Output every line of the items below as a Markdown table with the columns "Row" and "Line," numbering the rows and skipping blank lines. Leave the pictures out of the answer.

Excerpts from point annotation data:
— start —
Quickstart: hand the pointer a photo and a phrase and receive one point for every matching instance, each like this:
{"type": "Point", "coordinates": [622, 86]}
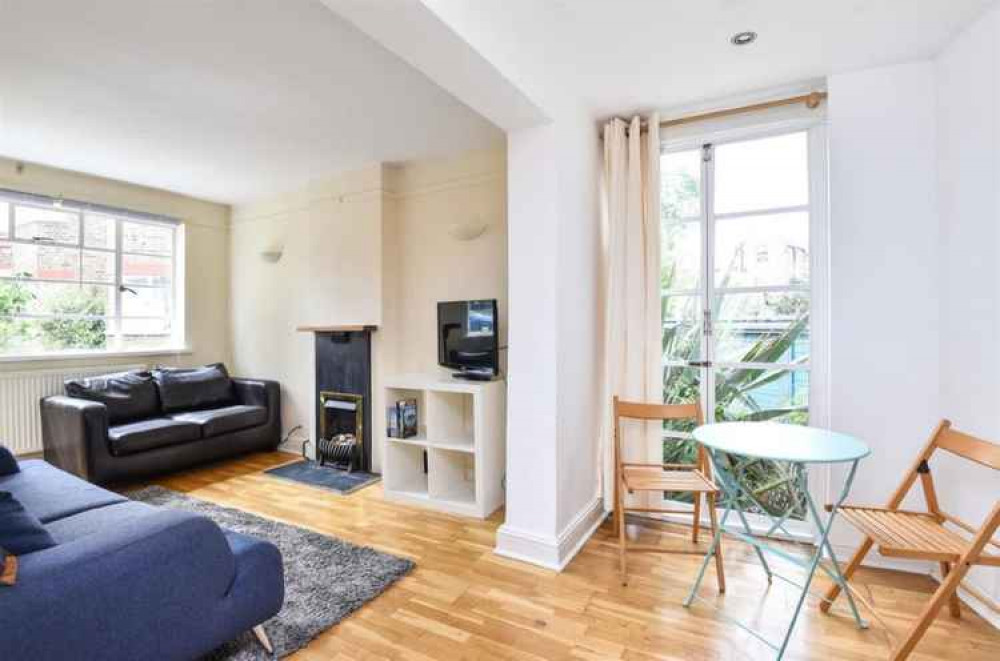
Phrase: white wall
{"type": "Point", "coordinates": [532, 385]}
{"type": "Point", "coordinates": [552, 417]}
{"type": "Point", "coordinates": [915, 192]}
{"type": "Point", "coordinates": [885, 269]}
{"type": "Point", "coordinates": [968, 105]}
{"type": "Point", "coordinates": [206, 255]}
{"type": "Point", "coordinates": [429, 265]}
{"type": "Point", "coordinates": [330, 273]}
{"type": "Point", "coordinates": [580, 329]}
{"type": "Point", "coordinates": [369, 247]}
— end —
Response to this task:
| Row | Line |
|---|---|
| 1 | Quickstart: hand the pointer a photo and a phrase and receive one point for every matching instance, each like this: |
| 2 | {"type": "Point", "coordinates": [622, 86]} |
| 3 | Phrase: white wall |
| 4 | {"type": "Point", "coordinates": [532, 385]} |
| 5 | {"type": "Point", "coordinates": [552, 417]} |
| 6 | {"type": "Point", "coordinates": [915, 192]} |
| 7 | {"type": "Point", "coordinates": [885, 269]} |
| 8 | {"type": "Point", "coordinates": [968, 105]} |
| 9 | {"type": "Point", "coordinates": [206, 255]} |
| 10 | {"type": "Point", "coordinates": [429, 265]} |
| 11 | {"type": "Point", "coordinates": [330, 273]} |
| 12 | {"type": "Point", "coordinates": [580, 329]} |
| 13 | {"type": "Point", "coordinates": [369, 247]} |